* _Location annotation dataset excerpts_:
begin
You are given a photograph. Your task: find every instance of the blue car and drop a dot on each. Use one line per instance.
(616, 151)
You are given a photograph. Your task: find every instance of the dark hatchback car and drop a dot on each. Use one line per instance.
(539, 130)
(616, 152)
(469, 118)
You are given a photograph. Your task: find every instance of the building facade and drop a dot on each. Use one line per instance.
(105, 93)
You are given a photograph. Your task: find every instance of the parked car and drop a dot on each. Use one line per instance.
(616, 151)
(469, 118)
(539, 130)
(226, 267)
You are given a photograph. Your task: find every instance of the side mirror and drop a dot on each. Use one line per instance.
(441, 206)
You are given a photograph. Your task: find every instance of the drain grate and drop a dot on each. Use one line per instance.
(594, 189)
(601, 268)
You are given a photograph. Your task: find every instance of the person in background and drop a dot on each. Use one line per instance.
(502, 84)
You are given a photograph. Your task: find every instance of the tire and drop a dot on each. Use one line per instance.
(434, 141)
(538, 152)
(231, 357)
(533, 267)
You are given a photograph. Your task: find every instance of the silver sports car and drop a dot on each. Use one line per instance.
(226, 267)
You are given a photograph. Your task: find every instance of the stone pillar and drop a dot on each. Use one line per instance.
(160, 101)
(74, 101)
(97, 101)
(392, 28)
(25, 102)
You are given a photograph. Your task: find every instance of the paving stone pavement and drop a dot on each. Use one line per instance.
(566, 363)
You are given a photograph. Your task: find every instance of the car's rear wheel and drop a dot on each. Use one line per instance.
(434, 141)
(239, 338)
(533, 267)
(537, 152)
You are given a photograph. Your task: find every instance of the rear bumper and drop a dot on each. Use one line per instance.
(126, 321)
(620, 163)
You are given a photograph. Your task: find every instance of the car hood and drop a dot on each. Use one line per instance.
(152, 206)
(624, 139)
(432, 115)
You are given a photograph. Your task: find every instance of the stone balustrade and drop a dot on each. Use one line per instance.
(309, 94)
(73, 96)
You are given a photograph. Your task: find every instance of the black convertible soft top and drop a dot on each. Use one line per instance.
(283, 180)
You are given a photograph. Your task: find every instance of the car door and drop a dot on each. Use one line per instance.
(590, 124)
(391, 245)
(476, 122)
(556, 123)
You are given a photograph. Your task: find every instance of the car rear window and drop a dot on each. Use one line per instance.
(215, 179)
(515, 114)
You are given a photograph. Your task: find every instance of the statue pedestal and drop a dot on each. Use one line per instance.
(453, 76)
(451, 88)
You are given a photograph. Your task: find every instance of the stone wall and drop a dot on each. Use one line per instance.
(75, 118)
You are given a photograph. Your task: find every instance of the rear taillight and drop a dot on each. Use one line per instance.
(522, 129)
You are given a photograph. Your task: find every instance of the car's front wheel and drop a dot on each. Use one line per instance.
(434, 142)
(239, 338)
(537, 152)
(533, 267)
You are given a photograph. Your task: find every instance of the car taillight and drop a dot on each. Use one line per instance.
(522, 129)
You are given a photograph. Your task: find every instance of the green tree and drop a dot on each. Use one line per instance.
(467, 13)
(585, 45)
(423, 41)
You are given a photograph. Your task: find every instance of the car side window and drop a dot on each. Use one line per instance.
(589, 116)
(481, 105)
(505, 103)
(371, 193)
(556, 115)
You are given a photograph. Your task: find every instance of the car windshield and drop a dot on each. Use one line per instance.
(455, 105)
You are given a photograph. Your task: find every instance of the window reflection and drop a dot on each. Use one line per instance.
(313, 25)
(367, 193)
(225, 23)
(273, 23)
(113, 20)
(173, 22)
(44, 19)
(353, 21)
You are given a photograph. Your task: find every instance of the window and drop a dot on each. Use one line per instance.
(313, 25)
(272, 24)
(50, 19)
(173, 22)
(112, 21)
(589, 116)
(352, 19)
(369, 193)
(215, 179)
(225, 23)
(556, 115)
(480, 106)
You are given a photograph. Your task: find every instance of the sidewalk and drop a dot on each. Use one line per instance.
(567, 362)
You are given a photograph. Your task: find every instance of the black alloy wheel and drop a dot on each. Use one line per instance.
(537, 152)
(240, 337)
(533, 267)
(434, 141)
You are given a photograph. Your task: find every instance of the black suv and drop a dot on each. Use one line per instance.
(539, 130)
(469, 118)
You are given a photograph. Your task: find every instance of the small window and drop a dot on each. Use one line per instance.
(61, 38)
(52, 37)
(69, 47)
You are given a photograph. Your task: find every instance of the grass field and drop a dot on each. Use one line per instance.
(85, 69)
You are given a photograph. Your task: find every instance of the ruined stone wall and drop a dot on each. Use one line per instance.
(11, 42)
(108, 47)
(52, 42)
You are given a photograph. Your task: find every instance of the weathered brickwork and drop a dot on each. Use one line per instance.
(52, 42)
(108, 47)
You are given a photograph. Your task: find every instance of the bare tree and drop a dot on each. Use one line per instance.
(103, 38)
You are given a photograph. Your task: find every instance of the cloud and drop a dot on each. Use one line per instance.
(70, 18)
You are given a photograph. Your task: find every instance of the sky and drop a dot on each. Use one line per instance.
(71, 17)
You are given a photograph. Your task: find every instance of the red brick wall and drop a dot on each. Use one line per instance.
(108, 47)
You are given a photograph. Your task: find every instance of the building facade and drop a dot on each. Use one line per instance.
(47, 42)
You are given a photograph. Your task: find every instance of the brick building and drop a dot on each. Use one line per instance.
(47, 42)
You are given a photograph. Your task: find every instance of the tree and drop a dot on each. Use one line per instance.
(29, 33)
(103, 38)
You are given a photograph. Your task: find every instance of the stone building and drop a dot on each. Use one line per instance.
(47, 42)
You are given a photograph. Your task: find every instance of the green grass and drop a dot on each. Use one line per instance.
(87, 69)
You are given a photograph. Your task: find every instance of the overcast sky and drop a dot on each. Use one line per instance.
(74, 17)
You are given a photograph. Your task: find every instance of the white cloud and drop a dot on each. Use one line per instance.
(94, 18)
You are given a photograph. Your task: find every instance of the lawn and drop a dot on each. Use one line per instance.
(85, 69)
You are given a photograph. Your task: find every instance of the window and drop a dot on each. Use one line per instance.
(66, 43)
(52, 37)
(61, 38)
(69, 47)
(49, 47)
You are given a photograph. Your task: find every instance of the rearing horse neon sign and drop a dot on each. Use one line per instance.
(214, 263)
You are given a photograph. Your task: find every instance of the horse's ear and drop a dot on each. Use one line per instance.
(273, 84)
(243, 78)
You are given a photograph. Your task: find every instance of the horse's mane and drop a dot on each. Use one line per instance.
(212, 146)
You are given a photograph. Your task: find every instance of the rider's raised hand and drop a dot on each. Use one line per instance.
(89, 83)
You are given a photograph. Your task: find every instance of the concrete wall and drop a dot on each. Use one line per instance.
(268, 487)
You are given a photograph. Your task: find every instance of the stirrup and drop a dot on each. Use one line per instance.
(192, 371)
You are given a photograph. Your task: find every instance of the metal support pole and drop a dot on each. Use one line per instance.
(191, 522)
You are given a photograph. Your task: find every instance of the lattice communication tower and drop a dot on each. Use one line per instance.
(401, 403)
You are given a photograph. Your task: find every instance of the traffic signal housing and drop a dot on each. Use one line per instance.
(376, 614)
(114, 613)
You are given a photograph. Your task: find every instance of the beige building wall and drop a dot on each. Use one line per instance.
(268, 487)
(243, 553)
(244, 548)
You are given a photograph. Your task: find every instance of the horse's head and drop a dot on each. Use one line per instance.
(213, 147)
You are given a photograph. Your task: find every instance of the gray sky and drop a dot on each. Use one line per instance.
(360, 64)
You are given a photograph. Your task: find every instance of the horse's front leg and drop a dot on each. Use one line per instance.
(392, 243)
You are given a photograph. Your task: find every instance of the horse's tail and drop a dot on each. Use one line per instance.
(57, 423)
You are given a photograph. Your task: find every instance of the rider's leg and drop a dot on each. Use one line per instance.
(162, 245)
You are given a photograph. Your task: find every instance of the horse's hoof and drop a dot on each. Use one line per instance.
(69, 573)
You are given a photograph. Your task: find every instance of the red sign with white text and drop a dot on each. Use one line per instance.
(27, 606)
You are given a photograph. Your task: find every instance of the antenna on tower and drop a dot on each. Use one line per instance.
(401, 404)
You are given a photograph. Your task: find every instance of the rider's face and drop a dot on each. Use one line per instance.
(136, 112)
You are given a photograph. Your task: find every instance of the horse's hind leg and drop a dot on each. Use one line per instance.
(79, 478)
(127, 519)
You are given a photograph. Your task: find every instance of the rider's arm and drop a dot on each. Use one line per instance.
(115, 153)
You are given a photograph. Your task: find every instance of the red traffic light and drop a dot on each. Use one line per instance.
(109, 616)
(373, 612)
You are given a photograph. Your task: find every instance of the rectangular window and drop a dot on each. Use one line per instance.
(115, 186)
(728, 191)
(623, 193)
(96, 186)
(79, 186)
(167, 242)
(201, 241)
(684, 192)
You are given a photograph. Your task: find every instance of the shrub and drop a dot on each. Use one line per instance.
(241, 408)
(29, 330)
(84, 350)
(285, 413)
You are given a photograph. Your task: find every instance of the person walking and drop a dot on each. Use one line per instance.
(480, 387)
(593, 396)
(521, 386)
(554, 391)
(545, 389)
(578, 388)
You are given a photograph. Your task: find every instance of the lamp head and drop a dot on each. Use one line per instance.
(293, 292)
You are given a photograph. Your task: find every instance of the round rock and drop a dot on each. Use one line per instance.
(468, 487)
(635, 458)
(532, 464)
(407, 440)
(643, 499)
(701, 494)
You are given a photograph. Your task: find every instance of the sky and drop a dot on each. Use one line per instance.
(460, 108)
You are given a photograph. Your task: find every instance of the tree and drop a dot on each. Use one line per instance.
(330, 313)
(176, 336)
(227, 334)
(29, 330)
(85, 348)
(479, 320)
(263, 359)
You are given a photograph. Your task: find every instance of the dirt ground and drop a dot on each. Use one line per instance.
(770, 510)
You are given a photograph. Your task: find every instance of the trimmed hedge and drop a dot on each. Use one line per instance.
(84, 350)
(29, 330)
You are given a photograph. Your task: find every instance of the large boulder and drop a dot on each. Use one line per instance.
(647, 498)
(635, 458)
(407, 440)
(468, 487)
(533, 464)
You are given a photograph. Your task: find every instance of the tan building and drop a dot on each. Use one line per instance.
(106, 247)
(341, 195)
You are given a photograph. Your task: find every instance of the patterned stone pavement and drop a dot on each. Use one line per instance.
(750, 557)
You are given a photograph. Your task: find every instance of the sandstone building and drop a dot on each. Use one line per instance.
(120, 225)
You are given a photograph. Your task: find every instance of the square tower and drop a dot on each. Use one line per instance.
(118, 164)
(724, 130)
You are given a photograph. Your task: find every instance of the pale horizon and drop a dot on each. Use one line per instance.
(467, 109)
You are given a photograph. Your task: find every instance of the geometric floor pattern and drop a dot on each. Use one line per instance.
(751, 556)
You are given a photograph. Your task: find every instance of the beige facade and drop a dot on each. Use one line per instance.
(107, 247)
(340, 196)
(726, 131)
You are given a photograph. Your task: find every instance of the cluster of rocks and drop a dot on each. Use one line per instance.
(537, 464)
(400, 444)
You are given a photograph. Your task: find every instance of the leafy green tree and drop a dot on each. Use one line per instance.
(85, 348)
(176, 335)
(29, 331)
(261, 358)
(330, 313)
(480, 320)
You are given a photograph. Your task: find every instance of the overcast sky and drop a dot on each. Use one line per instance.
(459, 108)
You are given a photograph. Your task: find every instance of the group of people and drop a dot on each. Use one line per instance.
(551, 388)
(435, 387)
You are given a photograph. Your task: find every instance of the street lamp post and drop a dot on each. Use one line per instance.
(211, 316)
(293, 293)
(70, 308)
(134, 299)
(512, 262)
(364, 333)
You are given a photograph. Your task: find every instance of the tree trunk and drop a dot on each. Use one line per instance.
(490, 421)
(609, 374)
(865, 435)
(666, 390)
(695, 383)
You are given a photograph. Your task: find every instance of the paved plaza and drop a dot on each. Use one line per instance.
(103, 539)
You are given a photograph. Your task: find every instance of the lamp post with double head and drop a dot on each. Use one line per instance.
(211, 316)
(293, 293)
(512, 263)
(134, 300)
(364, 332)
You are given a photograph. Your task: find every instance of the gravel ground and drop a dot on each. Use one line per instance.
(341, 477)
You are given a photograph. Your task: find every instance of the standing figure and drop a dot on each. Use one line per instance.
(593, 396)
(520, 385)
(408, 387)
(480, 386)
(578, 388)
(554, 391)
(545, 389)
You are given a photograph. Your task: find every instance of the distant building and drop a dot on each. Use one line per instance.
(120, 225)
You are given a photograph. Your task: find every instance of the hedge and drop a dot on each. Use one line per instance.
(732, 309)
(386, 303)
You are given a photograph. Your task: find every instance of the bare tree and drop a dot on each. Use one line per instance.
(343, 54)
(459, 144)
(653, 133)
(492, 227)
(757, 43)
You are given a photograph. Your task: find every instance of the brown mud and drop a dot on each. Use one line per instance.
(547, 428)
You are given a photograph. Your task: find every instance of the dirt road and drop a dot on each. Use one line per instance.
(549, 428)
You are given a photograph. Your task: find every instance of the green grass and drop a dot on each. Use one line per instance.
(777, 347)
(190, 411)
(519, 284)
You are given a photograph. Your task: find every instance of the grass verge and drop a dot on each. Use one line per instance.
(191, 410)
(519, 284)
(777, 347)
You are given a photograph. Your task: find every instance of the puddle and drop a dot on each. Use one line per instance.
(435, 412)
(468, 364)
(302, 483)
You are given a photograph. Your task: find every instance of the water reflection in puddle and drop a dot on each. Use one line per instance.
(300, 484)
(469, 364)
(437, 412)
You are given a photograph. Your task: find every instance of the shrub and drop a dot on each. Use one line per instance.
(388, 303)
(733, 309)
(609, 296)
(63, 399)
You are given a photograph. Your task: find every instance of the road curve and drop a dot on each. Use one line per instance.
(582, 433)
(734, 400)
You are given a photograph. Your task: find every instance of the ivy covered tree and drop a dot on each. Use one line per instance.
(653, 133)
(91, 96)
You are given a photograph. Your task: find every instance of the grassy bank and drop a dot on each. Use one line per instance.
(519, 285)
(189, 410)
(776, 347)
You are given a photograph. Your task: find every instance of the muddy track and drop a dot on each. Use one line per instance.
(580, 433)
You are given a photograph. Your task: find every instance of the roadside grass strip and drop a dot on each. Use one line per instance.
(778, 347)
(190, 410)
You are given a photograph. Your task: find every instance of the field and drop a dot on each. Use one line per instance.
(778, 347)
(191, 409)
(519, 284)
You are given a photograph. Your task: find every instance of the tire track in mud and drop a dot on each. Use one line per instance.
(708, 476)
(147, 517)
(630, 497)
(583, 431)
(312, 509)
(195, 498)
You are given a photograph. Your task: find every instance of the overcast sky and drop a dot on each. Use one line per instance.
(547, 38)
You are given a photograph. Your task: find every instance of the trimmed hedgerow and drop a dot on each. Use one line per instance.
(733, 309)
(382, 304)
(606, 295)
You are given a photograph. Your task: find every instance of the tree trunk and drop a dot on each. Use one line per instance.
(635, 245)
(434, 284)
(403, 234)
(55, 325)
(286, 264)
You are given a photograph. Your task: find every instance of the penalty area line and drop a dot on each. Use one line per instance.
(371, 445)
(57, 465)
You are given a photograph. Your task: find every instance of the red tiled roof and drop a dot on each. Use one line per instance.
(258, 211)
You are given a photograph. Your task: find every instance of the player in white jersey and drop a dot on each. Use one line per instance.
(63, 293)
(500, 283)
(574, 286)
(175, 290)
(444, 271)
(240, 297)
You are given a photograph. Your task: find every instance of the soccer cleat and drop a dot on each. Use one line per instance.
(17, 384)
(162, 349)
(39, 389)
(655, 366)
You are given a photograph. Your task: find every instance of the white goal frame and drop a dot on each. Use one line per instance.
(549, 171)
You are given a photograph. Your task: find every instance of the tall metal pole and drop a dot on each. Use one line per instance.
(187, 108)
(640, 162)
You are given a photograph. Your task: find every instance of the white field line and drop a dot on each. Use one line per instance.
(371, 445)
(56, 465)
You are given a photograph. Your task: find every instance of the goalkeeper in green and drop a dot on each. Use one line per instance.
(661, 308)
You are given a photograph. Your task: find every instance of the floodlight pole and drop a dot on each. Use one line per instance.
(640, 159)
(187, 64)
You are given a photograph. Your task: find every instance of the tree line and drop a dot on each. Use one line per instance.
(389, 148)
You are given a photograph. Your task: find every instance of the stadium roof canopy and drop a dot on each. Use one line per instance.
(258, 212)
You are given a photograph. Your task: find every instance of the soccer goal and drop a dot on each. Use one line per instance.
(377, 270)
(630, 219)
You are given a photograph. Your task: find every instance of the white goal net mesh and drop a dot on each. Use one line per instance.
end
Render as a Markdown table with columns "Row" and "Line" every line of the material from the line containing "of the stadium" through the end of the material, inclusive. Put a row number in "Row" and omit blank lines.

* _TASK ANSWER_:
| Row | Line |
|---|---|
| 1 | You are given a photograph. Your task: find every instance of the stadium roof canopy and drop a dot on each. Use one line per instance. |
| 2 | (258, 212) |
| 3 | You are given a photograph. Your task: find every instance of the soccer goal and drop a dot on each. Use one line per instance. |
| 4 | (377, 270) |
| 5 | (630, 219) |
| 6 | You are given a photograph. Your task: find every instance of the white goal net mesh and drop a dot on each. Use one line per instance. |